Exact transcription of the records is required.
(Task data)
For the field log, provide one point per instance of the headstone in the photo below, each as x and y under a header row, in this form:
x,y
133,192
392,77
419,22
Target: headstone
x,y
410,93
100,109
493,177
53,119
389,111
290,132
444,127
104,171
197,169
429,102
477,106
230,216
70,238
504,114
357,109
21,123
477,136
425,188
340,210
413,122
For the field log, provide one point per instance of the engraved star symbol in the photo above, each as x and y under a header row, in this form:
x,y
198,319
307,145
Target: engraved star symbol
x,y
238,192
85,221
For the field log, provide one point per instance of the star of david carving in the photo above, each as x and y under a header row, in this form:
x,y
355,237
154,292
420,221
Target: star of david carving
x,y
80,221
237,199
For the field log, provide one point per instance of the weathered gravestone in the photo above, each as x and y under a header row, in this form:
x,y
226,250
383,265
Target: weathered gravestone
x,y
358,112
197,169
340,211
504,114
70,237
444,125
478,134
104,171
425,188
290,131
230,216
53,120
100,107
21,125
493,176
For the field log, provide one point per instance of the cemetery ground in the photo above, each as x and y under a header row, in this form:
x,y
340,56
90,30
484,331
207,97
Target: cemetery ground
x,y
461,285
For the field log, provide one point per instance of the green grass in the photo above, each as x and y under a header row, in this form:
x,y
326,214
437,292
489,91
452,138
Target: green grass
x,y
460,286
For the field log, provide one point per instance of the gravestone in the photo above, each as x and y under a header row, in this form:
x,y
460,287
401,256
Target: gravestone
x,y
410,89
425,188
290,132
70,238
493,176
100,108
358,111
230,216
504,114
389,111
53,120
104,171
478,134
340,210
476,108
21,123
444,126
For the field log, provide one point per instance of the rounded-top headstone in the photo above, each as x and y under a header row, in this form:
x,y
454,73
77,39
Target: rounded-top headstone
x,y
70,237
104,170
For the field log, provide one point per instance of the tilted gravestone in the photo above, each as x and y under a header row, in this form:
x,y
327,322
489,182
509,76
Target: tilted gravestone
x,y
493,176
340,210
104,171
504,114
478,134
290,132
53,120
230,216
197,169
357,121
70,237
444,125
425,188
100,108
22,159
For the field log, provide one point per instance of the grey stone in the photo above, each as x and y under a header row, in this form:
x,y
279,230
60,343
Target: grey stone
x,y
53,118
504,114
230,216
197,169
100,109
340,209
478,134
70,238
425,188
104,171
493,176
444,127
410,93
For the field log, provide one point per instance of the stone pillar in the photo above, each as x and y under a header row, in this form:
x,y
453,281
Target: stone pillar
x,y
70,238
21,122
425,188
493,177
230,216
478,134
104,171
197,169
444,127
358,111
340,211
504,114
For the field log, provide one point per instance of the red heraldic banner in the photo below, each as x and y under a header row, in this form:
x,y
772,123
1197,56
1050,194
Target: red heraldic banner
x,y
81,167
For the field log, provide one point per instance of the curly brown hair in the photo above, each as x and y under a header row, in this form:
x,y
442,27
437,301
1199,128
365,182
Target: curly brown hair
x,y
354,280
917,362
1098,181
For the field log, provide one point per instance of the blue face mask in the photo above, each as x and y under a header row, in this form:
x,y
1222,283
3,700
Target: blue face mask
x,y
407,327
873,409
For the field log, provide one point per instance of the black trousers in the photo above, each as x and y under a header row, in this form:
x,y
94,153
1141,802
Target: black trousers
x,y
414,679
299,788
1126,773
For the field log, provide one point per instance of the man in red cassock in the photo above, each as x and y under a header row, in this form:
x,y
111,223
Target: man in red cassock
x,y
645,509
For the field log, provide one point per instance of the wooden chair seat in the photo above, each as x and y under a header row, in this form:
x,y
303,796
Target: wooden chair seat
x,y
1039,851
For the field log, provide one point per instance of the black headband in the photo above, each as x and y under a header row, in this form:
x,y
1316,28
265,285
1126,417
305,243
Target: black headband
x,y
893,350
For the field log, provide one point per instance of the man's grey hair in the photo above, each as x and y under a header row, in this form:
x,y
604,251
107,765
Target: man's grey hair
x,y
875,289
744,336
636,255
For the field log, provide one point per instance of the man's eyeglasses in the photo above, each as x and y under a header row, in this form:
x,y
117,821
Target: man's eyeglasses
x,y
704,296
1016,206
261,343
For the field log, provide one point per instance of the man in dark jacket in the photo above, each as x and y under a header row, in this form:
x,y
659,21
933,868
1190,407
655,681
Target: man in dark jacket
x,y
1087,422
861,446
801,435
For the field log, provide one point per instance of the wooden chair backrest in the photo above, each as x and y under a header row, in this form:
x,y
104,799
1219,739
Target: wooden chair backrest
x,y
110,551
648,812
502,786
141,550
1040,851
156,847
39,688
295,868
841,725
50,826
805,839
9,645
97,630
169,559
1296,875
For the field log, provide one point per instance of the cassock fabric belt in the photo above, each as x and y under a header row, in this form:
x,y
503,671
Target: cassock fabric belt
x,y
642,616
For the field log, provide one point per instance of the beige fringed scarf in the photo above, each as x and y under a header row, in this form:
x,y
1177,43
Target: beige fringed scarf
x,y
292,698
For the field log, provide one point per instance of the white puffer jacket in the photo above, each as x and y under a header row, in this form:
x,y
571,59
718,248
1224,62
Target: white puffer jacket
(End Task data)
Response area.
For the field log, provide one point per instance of the headstone in the photo below, each as x and y under a header row, in this form:
x,y
133,192
392,77
419,22
Target: headstone
x,y
410,93
100,109
493,177
53,119
389,111
290,132
444,127
104,171
197,169
429,102
477,106
230,216
70,238
504,114
357,109
21,123
477,136
425,188
340,210
413,122
For the field log, provide one point per instance of the engraved star symbol in the photo above, each as x and y under a header row, in this form:
x,y
198,319
307,145
Target: engraved star symbol
x,y
238,192
85,221
For the field log, provide one point per instance of the star of david carving in the photo above, each as x and y under a header row, in this form:
x,y
355,237
154,292
420,221
Target: star of david carving
x,y
80,221
237,199
For the field log, provide one point per instance of the weathered gravestone in the photo above, each as x and y under a header row, in this form:
x,y
226,250
383,265
Target: weathered gravestone
x,y
358,112
197,169
340,211
504,114
70,237
444,125
478,134
104,171
425,188
290,131
230,216
53,120
100,107
21,125
493,176
For the field log, provide one point per instance of the cemetery ground in the photo above, each as x and y under a header row, in this form:
x,y
340,56
90,30
484,331
207,97
Target: cemetery ground
x,y
461,285
For the field log, provide one point per instance of the green grass in the photo above, each as x and y under a header row, in this form:
x,y
326,214
437,292
489,91
452,138
Target: green grass
x,y
460,286
For the field log, provide one point per instance of the gravestone in the photo above, each as x and y under a header row, in this form:
x,y
460,287
401,256
Target: gravestone
x,y
410,89
425,188
290,132
70,238
493,176
100,108
358,111
230,216
504,114
389,111
53,120
104,171
478,134
340,210
476,108
21,123
444,126
For the field log, provide one point per instance of the rounded-top headstone in the photo above, each as x and y under a header row, in this form:
x,y
454,73
77,39
Target: rounded-top headstone
x,y
70,237
104,170
For the field log, provide one point per instance of the tilted gravestone in the photo above, each as x and y under a header row, in this form:
x,y
327,322
489,182
509,76
Target: tilted gravestone
x,y
493,176
340,210
104,171
504,114
478,134
290,132
53,120
230,216
197,169
357,121
70,237
444,125
425,188
100,108
22,159
For the field log, provide one point per instance of the grey stone in the photo above, each as x and y under a header row, in this form:
x,y
279,230
60,343
Target: grey stone
x,y
53,118
504,114
230,216
197,169
100,109
340,209
478,134
70,238
425,188
104,171
493,176
444,127
410,93
For the field log, provide one point per instance of the stone pillar in the photo above, each as x and y under a header row, in this form:
x,y
453,281
Target: stone pillar
x,y
70,238
21,122
425,188
493,177
230,216
478,134
104,171
197,169
444,127
358,111
340,211
504,114
For the field log, provide one point per instance of the red heraldic banner in the photo below, each as x and y under a header row, in this form:
x,y
772,123
1197,56
1050,194
Target: red heraldic banner
x,y
81,167
For the field log, provide one point per instance of the curly brown hair in the photo above, each as x and y under a header row, in this form:
x,y
442,27
437,301
1199,128
365,182
Target: curly brown hair
x,y
354,280
917,362
1098,181
For the field log, provide one point per instance of the blue face mask in the photo above, each as x and y under a header row, in this form:
x,y
1222,283
3,700
Target: blue face mask
x,y
407,327
873,409
For the field log, provide one point per instance of the black trousers in the photo above, each as x and y under a header row, in this form:
x,y
94,153
1141,802
Target: black trousers
x,y
414,679
299,788
1126,773
For the field log, provide one point per instance of the man in red cassock in the photo above, each as x and y under a header row, in this form:
x,y
111,223
Target: man in red cassock
x,y
645,509
For the field log, provide one point per instance of the wooden chair seat in the photo above, each as x and y under a header row, in this form:
x,y
303,796
Target: wooden chair seat
x,y
1039,851
For the field log, provide one point per instance of the black headband in the photo above, each as x and y under a header row, in this form:
x,y
1316,28
265,285
1126,417
305,243
Target: black headband
x,y
893,350
For the field log, provide one point per instance of the man's grey hair in the photo above, each as x and y under a header row, in this form:
x,y
604,251
107,765
Target: man's grey hair
x,y
875,289
744,336
636,255
For the field log, provide one point per instance of the man's eyeglasses in the photo above, each as x and y under a header row, in this form:
x,y
117,821
Target: man's eyeglasses
x,y
704,296
1016,206
261,343
For the field log, provide one point per instance of the man in dark jacket in the photo above, each as x and y under a header row, in this form:
x,y
659,21
933,868
1190,407
655,681
Target: man in dark jacket
x,y
1087,422
861,446
801,435
For the field log, provide one point per instance of the wooden chair backrest in the photo above, each as x and y under a header row, in this form:
x,y
104,799
1219,739
Target: wooden chair backrest
x,y
110,551
648,812
502,786
141,550
1040,851
156,847
39,688
295,868
841,725
50,826
805,839
9,645
97,630
169,559
1296,875
For the field log, provide one point per instance of the cassock fabric belt in the photo above, each as x and y under a header row, in this form:
x,y
503,671
Target: cassock fabric belt
x,y
642,616
For the field log, provide one point per instance of the beige fringed scarf in the photo above, each as x and y under a header row, in this form:
x,y
1177,43
Target: beige fringed scarf
x,y
292,698
For the field log, provide one point per instance of the white puffer jacket in the photo above, each as x and y under a header row, in this form:
x,y
571,59
718,248
1224,62
Target: white puffer jacket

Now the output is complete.